Exercise objective
Beginning with the line where "of the dark" appears, restate the lines word for word through the last one in the listing.

Data for review
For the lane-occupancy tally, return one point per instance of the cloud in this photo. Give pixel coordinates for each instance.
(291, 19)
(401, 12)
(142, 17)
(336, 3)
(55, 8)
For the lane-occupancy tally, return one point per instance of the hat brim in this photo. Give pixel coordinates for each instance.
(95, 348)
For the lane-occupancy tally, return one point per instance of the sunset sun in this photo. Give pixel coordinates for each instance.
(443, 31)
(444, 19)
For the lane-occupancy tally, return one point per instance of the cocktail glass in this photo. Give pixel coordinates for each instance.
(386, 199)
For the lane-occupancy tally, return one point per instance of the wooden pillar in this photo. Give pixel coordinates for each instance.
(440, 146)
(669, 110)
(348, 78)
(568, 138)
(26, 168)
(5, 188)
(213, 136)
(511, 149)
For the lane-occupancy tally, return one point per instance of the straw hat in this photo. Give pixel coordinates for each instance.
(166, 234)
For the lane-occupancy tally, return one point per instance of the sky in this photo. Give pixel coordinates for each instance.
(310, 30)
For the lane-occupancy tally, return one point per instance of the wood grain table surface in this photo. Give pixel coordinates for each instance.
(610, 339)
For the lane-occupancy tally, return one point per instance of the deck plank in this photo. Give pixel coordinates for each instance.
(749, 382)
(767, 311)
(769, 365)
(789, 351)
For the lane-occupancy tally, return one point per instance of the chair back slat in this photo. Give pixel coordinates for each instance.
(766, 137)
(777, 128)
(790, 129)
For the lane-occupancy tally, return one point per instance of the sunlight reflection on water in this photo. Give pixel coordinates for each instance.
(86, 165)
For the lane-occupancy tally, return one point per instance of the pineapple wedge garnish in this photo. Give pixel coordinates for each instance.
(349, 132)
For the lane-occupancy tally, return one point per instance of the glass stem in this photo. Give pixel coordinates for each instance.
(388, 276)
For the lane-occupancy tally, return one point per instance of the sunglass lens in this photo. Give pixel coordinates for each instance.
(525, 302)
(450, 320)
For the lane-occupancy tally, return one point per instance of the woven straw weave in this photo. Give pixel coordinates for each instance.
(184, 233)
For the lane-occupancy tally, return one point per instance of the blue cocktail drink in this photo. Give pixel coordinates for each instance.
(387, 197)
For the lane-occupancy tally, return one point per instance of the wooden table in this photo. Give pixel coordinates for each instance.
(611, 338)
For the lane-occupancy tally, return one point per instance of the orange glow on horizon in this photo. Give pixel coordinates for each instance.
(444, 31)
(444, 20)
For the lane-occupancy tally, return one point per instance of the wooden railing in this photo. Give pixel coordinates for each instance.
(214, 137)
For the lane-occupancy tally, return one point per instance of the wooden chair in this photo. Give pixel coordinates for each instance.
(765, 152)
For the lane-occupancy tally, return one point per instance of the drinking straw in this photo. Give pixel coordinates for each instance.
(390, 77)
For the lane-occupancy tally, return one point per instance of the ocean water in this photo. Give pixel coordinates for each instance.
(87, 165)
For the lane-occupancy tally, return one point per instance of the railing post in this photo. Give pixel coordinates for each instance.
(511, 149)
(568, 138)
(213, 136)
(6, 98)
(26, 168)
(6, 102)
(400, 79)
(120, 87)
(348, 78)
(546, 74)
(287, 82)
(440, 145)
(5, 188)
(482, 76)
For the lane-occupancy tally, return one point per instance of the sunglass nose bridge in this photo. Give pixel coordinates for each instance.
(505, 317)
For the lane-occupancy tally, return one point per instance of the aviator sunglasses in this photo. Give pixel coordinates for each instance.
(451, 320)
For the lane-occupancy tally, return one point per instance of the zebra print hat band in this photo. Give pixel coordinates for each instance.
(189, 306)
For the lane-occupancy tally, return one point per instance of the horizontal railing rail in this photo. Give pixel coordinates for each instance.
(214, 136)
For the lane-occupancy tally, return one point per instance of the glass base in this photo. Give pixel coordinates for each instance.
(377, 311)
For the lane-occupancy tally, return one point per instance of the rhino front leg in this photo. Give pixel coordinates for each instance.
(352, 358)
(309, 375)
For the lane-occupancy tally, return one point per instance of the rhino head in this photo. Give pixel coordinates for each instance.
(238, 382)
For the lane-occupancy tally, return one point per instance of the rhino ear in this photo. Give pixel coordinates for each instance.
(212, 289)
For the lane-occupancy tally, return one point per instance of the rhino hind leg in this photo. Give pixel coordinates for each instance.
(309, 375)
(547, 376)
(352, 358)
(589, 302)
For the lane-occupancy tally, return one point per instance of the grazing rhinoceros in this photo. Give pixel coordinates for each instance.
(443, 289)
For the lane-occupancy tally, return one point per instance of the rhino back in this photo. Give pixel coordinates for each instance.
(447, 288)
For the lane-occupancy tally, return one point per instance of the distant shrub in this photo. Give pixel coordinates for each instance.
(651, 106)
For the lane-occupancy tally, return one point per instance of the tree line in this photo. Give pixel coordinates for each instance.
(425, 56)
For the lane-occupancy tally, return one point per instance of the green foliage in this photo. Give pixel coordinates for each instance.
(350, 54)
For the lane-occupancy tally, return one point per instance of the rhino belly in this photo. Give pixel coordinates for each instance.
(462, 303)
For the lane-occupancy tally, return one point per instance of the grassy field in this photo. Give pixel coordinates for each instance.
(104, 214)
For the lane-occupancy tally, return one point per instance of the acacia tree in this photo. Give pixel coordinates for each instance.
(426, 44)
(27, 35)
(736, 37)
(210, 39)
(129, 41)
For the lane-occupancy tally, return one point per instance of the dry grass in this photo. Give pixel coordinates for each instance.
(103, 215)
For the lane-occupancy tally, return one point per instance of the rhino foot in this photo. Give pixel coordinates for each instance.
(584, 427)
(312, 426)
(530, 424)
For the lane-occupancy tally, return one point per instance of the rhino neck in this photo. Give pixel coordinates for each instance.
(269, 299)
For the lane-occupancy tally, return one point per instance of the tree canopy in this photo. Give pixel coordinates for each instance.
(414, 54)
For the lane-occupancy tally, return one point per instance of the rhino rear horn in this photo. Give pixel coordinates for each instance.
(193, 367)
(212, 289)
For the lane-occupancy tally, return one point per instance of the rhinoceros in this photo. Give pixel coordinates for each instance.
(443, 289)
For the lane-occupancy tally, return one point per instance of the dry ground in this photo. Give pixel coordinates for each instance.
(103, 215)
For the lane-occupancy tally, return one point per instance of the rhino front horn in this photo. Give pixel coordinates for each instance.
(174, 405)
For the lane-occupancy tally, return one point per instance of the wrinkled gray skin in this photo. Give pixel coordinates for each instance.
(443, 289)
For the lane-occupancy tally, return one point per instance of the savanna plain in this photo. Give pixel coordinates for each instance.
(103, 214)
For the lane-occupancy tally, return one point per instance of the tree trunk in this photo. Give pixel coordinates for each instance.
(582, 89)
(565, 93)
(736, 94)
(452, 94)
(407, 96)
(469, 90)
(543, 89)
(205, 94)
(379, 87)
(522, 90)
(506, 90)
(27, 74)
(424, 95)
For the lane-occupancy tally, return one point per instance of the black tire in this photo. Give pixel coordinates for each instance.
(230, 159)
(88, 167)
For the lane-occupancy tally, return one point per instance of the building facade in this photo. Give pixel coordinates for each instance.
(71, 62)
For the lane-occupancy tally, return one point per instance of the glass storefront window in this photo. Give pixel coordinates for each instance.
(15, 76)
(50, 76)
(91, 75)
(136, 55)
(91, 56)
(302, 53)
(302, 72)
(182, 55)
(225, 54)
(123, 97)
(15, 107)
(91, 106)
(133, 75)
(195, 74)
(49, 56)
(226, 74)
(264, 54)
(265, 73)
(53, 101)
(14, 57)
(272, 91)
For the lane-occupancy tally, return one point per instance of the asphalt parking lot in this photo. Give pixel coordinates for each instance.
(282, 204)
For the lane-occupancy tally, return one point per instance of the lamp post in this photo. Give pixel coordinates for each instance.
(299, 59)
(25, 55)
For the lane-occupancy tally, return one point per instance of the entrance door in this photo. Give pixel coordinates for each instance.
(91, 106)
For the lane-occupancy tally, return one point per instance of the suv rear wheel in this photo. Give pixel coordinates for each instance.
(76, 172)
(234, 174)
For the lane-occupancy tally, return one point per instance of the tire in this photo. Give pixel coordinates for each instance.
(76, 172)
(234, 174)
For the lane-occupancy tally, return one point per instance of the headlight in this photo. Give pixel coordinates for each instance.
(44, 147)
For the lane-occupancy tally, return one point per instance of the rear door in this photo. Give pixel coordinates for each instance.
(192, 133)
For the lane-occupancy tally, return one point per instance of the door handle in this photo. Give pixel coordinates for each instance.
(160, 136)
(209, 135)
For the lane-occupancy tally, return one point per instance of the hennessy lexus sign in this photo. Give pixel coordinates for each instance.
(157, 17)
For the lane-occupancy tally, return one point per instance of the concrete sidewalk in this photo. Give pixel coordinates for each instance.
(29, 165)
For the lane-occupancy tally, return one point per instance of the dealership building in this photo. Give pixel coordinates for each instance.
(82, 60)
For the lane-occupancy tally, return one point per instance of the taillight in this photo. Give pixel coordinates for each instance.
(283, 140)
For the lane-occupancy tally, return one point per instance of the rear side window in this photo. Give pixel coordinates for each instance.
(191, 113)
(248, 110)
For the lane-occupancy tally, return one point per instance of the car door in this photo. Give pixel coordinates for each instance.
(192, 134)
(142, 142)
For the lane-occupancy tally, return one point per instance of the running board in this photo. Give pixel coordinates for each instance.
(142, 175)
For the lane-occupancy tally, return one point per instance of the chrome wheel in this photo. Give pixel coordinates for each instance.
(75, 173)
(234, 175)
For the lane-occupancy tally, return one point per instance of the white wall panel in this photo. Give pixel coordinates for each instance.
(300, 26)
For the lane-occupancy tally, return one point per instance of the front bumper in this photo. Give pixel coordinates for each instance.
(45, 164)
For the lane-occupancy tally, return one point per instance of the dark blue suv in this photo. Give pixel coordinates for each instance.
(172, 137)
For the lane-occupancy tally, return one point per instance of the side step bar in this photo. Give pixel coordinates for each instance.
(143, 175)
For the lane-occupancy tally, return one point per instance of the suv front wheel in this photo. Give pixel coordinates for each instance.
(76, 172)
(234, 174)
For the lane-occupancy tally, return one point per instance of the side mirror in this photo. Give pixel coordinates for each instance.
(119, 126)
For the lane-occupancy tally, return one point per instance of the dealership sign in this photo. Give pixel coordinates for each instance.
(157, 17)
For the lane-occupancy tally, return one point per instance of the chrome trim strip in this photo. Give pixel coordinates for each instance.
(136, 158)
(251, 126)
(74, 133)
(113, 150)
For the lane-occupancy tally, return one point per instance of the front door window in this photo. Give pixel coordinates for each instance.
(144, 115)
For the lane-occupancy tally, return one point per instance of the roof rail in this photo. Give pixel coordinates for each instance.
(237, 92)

Exercise solution
For the lane-occupancy tally, return one point per instance of the dark blue suv in this photo. Give pixel coordinates for each instance.
(172, 137)
For the lane-occupancy tally, return one point per instance of the side step bar in this photo. Give pixel coordinates for each instance.
(143, 175)
For the lane-occupancy tally, return one point per instance of the suv front wheel in this photo. Give pixel coordinates for each instance.
(76, 172)
(234, 174)
For the lane-occupancy tally, return one point per instance of the side mirror in this photo. Give pixel coordinates for each instance.
(119, 126)
For the lane-occupancy tally, return one point per instance of the dealership sign in this photo. Give pixel coordinates for each instance.
(157, 17)
For the lane-occupancy tally, return one point per instance of the chrome trim strip in this photo. Give pixel coordinates for each instance.
(136, 158)
(251, 126)
(74, 133)
(113, 150)
For the lane-occupancy tally, return one point per instance of the front door window in this photo. Give pixel coordinates for each instance.
(144, 115)
For the lane-occupancy tally, return one point per instance of the roof rail in this photo. Give pixel coordinates for each instance.
(237, 92)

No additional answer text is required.